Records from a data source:
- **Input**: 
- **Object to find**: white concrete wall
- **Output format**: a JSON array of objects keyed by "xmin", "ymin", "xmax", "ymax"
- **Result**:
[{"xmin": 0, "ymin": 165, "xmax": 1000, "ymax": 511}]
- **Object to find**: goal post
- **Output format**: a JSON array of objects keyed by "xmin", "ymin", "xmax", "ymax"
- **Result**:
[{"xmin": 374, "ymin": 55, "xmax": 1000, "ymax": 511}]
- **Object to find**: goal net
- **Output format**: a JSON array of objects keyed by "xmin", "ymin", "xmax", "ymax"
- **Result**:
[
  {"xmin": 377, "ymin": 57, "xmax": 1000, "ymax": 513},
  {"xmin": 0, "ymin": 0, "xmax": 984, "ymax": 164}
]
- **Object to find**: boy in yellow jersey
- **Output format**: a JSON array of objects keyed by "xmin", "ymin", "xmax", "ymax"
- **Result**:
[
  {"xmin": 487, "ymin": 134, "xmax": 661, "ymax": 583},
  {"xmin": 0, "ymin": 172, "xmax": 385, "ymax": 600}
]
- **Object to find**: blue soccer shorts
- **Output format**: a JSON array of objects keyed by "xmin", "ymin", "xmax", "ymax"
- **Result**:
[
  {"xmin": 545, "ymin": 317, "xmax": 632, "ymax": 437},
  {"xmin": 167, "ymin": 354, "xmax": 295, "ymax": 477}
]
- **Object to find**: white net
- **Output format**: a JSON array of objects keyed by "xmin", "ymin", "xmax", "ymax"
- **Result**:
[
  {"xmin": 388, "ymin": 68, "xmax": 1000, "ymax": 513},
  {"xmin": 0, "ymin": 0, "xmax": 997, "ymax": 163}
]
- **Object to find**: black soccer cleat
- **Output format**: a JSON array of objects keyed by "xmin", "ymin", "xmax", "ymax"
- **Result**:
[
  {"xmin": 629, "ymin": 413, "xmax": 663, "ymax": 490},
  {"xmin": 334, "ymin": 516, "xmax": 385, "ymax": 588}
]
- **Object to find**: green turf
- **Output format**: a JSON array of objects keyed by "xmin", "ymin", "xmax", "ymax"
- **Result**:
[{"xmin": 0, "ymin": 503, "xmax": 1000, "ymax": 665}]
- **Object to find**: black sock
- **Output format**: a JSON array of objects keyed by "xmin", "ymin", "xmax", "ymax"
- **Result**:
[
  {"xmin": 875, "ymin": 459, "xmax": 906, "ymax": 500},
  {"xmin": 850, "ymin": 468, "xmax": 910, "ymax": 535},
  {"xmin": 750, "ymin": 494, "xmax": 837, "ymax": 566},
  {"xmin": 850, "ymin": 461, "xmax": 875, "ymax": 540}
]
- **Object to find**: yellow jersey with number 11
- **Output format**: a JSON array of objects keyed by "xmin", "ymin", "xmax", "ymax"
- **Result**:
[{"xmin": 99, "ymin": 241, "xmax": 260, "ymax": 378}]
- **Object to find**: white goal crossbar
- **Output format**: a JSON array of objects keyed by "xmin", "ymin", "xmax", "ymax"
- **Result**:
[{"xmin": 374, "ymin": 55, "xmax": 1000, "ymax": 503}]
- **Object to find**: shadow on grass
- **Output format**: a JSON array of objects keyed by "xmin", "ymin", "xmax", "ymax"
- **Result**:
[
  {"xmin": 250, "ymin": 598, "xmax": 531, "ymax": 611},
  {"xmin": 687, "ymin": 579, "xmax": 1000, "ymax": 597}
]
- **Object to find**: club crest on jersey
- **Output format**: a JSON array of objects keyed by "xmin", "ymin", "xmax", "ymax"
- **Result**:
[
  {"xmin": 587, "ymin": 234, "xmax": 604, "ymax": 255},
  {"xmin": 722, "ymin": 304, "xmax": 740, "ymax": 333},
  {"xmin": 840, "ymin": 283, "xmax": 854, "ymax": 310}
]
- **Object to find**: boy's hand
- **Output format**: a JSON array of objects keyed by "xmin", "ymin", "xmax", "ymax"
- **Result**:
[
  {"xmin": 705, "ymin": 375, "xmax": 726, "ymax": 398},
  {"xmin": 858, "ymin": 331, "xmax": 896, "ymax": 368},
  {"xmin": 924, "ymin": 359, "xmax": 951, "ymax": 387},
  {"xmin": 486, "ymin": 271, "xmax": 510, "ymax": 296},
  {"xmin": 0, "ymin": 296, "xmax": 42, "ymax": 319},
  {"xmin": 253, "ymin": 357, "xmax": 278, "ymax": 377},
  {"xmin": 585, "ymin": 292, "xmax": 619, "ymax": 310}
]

> [What you need to do]:
Write out all the entries exactly.

> [Correct output]:
- **Input**: 
- **Object to find**: white concrete wall
- **Output format**: a JSON array of objects keyed by "xmin", "ymin", "xmax", "ymax"
- **Result**:
[{"xmin": 0, "ymin": 165, "xmax": 1000, "ymax": 511}]
- **Object to find**: goal post
- **Output format**: a JSON array of objects keyed by "xmin", "ymin", "xmax", "ymax"
- **Result**:
[{"xmin": 374, "ymin": 55, "xmax": 1000, "ymax": 511}]
- **Object to find**: goal net
- **Output format**: a JSON array of objects keyed by "xmin", "ymin", "xmax", "ymax"
- **Result**:
[
  {"xmin": 377, "ymin": 57, "xmax": 1000, "ymax": 513},
  {"xmin": 0, "ymin": 0, "xmax": 984, "ymax": 164}
]
- **Object to find**: boy in yellow jersey
- **Output format**: a JSON array of objects keyed by "xmin", "ymin", "xmax", "ymax"
- **Result**:
[
  {"xmin": 487, "ymin": 134, "xmax": 661, "ymax": 583},
  {"xmin": 0, "ymin": 172, "xmax": 385, "ymax": 600}
]
- **Object to find**: blue soccer shorts
- **Output format**: a JSON array of objects keyed by "xmin", "ymin", "xmax", "ymax"
- **Result**:
[
  {"xmin": 545, "ymin": 317, "xmax": 632, "ymax": 437},
  {"xmin": 167, "ymin": 354, "xmax": 295, "ymax": 477}
]
- **Object to find**: white net
- **Output format**: a JSON array of objects keyed by "xmin", "ymin", "xmax", "ymax"
- **Result**:
[
  {"xmin": 388, "ymin": 68, "xmax": 1000, "ymax": 513},
  {"xmin": 0, "ymin": 0, "xmax": 997, "ymax": 163}
]
- **Object to find**: black soccer cleat
- **Output format**: a JSON array of objects keyed by "xmin", "ymin", "xmax", "ymax"
- **Result**:
[
  {"xmin": 629, "ymin": 413, "xmax": 663, "ymax": 490},
  {"xmin": 334, "ymin": 516, "xmax": 385, "ymax": 588}
]
- **Object to find**: green turf
- **Output format**: a JSON array of objects keyed by "xmin", "ymin", "xmax", "ymax"
- **Result**:
[{"xmin": 0, "ymin": 503, "xmax": 1000, "ymax": 665}]
- **Object to find**: black sock
- **Output format**: a JSON array of objects keyed by "xmin", "ymin", "xmax", "ymax"
- **Result**:
[
  {"xmin": 875, "ymin": 459, "xmax": 906, "ymax": 500},
  {"xmin": 850, "ymin": 468, "xmax": 910, "ymax": 535},
  {"xmin": 750, "ymin": 494, "xmax": 837, "ymax": 566},
  {"xmin": 850, "ymin": 461, "xmax": 875, "ymax": 540}
]
- **Object to find**: yellow jersey with number 11
- **Output format**: a JSON array of objects keyed by "xmin", "ymin", "xmax", "ymax"
- **Result**:
[{"xmin": 99, "ymin": 241, "xmax": 260, "ymax": 378}]
- **Object to find**: white goal crossbar
- **Output format**: a JSON array of objects keyed by "xmin", "ymin", "xmax", "ymax"
- **Result**:
[{"xmin": 374, "ymin": 55, "xmax": 1000, "ymax": 503}]
- **Object to find**: shadow on grass
- **Output format**: a JSON array of objects keyed by "xmin", "ymin", "xmax", "ymax"
- **Result**:
[
  {"xmin": 250, "ymin": 598, "xmax": 531, "ymax": 611},
  {"xmin": 687, "ymin": 579, "xmax": 1000, "ymax": 597}
]
- **Object to find**: club crest on jersey
- **Output format**: a JSON array of objects keyed by "xmin", "ymin", "xmax", "ymax"
- **Result**:
[
  {"xmin": 587, "ymin": 234, "xmax": 604, "ymax": 255},
  {"xmin": 722, "ymin": 304, "xmax": 740, "ymax": 333},
  {"xmin": 840, "ymin": 283, "xmax": 854, "ymax": 310}
]
- **Object to find**: boy's hand
- **Output format**: a JSON array of objects keyed by "xmin", "ymin", "xmax", "ymax"
- **Result**:
[
  {"xmin": 705, "ymin": 375, "xmax": 726, "ymax": 398},
  {"xmin": 858, "ymin": 331, "xmax": 896, "ymax": 368},
  {"xmin": 924, "ymin": 359, "xmax": 951, "ymax": 387},
  {"xmin": 486, "ymin": 271, "xmax": 510, "ymax": 296},
  {"xmin": 0, "ymin": 296, "xmax": 42, "ymax": 319},
  {"xmin": 253, "ymin": 357, "xmax": 278, "ymax": 377},
  {"xmin": 585, "ymin": 292, "xmax": 619, "ymax": 310}
]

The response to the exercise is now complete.